◆ **対象テキスト**:
• • • • •

2020年7月22日、2024年大学入試改革の目玉「主体性評価」のシステムを廃止することが萩生田文科大臣より発表されました。2021年度の共通テストにおける記述式と英語の民間試験の「見送り」に継ぐ、大きな入試制度の変更につながるかもしれません。あらためて「主体性評価」と医学部受験への影響を見ていきましょう。
そもそも「主体性評価」とは?
「主体性評価」に関しては、文部科学省が進めてきた「高大接続」の最も本質的な部分になるだけにウェッブサイトでも解説記事をアップしていました。
2021年度医学部入試変更点で特徴的なこと~主体性評価とは?
2021年度の共通テストへの移行や2022年度の高校の学習指導要綱の改定の「高大接続」「大社(大学社会)接続」最終の仕上げ的な位置づけにあったのが、「主体性評価」です。
日本ではバブル崩壊後「失われた30年」といわれている間に国際競争力や国際的なプレゼンスが低下しました。その対策の一つとして、小学校から大学までの教育と入試の改革を「串刺し的に」おこなうことが求められています。1点刻みの大学入試で合格した偏差値の高い大学の学生が、必ずしも企業にとって求める人材ではなかったという事情もありました。より社会で実践的に活躍する学生を、という経済界からの要請を受けての教育改革の一つが「主体性評価」でした。

• • • • •

◆ **提供データ**:
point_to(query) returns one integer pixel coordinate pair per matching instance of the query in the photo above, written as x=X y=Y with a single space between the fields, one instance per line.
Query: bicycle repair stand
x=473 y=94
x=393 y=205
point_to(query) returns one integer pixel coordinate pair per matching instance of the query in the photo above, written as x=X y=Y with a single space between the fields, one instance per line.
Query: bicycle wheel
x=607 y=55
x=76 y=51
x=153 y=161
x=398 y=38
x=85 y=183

• • • • •

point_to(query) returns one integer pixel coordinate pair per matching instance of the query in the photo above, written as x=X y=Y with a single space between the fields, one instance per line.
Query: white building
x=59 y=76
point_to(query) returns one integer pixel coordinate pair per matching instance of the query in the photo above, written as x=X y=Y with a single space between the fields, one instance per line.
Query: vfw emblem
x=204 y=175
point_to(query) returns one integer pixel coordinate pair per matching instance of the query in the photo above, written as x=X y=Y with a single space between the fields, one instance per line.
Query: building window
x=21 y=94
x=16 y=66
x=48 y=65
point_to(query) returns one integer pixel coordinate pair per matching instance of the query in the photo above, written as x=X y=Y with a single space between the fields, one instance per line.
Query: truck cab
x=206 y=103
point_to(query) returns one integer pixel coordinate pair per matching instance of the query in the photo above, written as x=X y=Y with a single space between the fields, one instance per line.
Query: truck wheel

• • • • •

◆ **課題一覧**:
1. 主体性評価の記事のうち、「日本ではバブル崩壊後「失われ」から始まり「一つが「主体性評価」でした。」で終わる部分を、「経済界」を「産業界」に置き換えて修正しなさい。
2. 主体性評価の記事によると、「主体性評価」のシステムの廃止を発表したのは誰か答えなさい。

◆ **解答**:
1.
日本ではバブル崩壊後「失われた30年」といわれている間に国際競争力や国際的なプレゼンスが低下しました。その対策の一つとして、小学校から大学までの教育と入試の改革を「串刺し的に」おこなうことが求められています。1点刻みの大学入試で合格した偏差値の高い大学の学生が、必ずしも企業にとって求める人材ではなかったという事情もありました。より社会で実践的に活躍する学生を、という産業界からの要請を受けての教育改革の一つが「主体性評価」でした。

2. 萩生田文科大臣